▶ [文本摘录]:

'''

用CNN做垃圾分类,最后达到90准确度

CNN实现垃圾分类,包含降维、PCA

  • 整体代码
    • 导入包
  • 导入图片
  • 用ImageDataGenerator给CNN训练的每次epoch喂固定数量随机转换的图片,提高模型的鲁棒性和泛化能力
    • 构建模型
    • 模型总结
    • 训练模型
  • Testing PREDICTION
    • Accuracy Graph
  • Improve
    • 可选改进(不一定有效)
      • 将图片灰度化
      • PCA降维

整体代码

导入包

import numpy as np
import cv2
from keras.callbacks import ModelCheckpoint,EarlyStopping
from keras.layers import Conv2D, Flatten, MaxPooling2D,Dense,Dropout,SpatialDropout2D
from keras.models  import Sequential
from keras.preprocessing.image import ImageDataGenerator, img_to_array, load_img, array_to_img
import random,os,glob
import matplotlib.pyplot as plt

导入图片

dir_path = './Garbage classification/Garbage classification'
img_list = glob.glob(os.path.join(dir_path, '*/*.jpg'))
len(img_list)

'''

▶ [任务说明 1]: 根据上面的文本摘录,用 ImageDataGenerator 在每次 epoch 给 CNN 喂固定数量随机转换的图片,目的是什么?
▶ [任务说明 2]: 判断下列说法是否与上面的文本摘录相符,每项回答"是"或"否",并原样引用文本中起决定作用的字句:(a) 标题称模型最后达到 90 准确度;(b) 图片灰度化和 PCA 降维这两项改进一定有效;(c) 导入图片时匹配的是 png 文件。
▶ [任务说明 3]: 用两句话概括上面的文本摘录。

▶ [记录]:
'''

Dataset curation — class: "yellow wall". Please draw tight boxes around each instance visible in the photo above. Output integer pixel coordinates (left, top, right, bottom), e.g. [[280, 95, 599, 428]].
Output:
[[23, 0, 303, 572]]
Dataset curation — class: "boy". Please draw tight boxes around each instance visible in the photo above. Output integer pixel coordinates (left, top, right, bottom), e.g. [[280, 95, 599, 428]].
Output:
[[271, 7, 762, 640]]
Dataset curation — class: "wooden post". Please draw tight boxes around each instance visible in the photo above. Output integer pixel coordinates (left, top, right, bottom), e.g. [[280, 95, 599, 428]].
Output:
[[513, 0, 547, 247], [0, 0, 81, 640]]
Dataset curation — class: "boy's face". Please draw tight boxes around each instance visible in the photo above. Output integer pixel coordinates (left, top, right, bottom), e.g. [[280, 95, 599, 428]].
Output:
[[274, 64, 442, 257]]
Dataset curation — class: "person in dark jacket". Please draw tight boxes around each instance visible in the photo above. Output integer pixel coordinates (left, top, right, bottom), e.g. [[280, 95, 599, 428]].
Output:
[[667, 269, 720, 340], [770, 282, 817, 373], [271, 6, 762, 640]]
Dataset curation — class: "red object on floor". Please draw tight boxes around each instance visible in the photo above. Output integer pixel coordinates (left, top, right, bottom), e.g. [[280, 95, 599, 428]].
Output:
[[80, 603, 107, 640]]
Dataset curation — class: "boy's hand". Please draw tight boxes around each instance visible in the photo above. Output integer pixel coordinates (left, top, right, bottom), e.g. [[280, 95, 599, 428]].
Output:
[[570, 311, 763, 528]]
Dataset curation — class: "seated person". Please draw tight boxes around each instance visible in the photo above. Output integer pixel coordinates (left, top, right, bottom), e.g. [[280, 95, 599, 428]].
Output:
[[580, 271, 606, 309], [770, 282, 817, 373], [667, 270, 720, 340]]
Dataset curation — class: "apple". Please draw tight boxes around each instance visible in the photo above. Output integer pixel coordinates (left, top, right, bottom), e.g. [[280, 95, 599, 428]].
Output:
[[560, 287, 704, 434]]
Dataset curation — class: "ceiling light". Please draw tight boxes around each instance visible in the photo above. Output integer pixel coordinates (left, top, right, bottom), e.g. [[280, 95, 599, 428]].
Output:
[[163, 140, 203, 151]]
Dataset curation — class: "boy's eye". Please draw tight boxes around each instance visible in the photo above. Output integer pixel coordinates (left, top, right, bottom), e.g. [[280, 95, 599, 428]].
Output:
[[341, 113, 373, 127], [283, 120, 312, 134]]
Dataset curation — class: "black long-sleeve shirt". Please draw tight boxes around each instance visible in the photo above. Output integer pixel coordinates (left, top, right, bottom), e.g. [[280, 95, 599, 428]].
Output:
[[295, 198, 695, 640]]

'''

▶ [参考答案 1]: 提高模型的鲁棒性和泛化能力。

▶ [参考答案 2]:
(a) 是:"最后达到90准确度"
(b) 否:"可选改进(不一定有效)"
(c) 否:"'*/*.jpg'"

▶ [参考答案 3]: 这篇文本摘录介绍用 CNN 实现垃圾分类,步骤包括导入包和图片、用 ImageDataGenerator 给每次 epoch 喂随机转换的图片、构建并训练模型,以及测试预测和绘制准确率图。文中列出的可选改进是图片灰度化和 PCA 降维,标题称最后达到 90 准确度。